- [Text section]

· · · · · · ·

Indian nationals have been sending back earnings to cash in on the peg many Gulf currencies have to the dollar, foreign exchange companies say, with wealthy individuals seeking to exploit investment opportunities in property and the stock market.
If sustained, the rush to repatriate could account for billions of extra dollars, as Indians in the Arabian Peninsula region account for a good portion of the estimated $70bn remitted home by Indians worldwide.
“We never had such a sharp fall in the history of the Indian rupee,” said Sudhir Kumar Shetty, chief operating officer of UAE Exchange, one of the biggest money transfer companies in the United Arab Emirates. “It was a free ride.”
Mr Shetty said remittances from Indian expatriates processed by his company had grown between 10 and 12 per cent over the past six weeks to two months, driven by wealthier individuals sending home sums of between $5,000 and $100,000 a time. Many were investing the cash in India to take advantage of the fall of more than 9.5 per cent during the year to date in the rupee against the dollar, which is pegged to the UAE dirham. The rupee hit another record low on Monday, dragged down by soaring demand for gold imports, an unsustainable current account deficit, and the US decision to reduce its economic stimulus programme.

· · · · · · ·

- [Written problem 1]
Please pick out each line in the records that contains the word "gray" and copy it.

· · · · · · ·

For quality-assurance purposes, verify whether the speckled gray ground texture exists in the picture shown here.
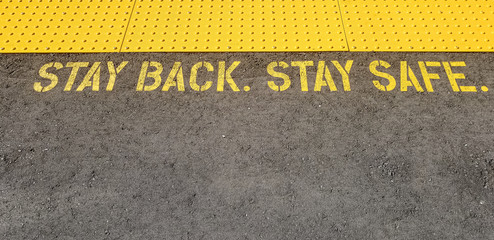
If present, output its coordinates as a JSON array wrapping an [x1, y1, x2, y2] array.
[[0, 53, 494, 240]]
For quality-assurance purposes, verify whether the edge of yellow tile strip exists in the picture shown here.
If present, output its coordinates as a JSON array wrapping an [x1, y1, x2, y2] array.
[[0, 0, 134, 53], [0, 0, 494, 53], [340, 0, 494, 52]]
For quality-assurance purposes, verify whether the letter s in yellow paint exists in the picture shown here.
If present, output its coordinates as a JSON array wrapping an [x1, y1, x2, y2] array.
[[267, 62, 292, 92], [33, 62, 63, 92], [369, 60, 396, 91]]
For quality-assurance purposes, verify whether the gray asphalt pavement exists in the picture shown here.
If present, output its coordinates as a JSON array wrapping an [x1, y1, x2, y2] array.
[[0, 53, 494, 239]]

· · · · · · ·

- [Written problem 2]
Continue the passage about Gulf remittances and the falling rupee from the point where it ends.

- [Final result 1]
For quality-assurance purposes, verify whether the speckled gray ground texture exists in the picture shown here.
For quality-assurance purposes, verify whether the gray asphalt pavement exists in the picture shown here.

- [Final result 2]
Anecdotal evidence suggests Indians in other Gulf countries are also repatriating significantly more money, including from Saudi Arabia, the regional giant. “So many many people are sending money to India to start businesses or to build homes,” said Navas Liya, a messenger at a shipping company in Riyadh. “Everybody sends their salary once they get it, now I can’t borrow money from my friends because they do not keep any.”
Indians form the largest expatriate group in the UAE and other Gulf countries, working in jobs ranging from taxi driving to top executive posts. Some have spent decades in a region a relatively short hop across the Arabian Sea from home, building successful businesses and significant wealth.
Everybody sends their salary once they get it, now I can’t borrow money from my friends because they do not keep any
- Navas Liya, messenger at a Riyadh shipping company
While the rupee’s fall against the dollar has been one of the most dramatic by a big economy currency this year, the US currency’s strength has also created opportunities for other expatriates in the Gulf – including westerners. British employees paid in Gulf currencies have been cashing in on the troubles of sterling, which has fallen more than 8 per cent against the dollar during the year to date.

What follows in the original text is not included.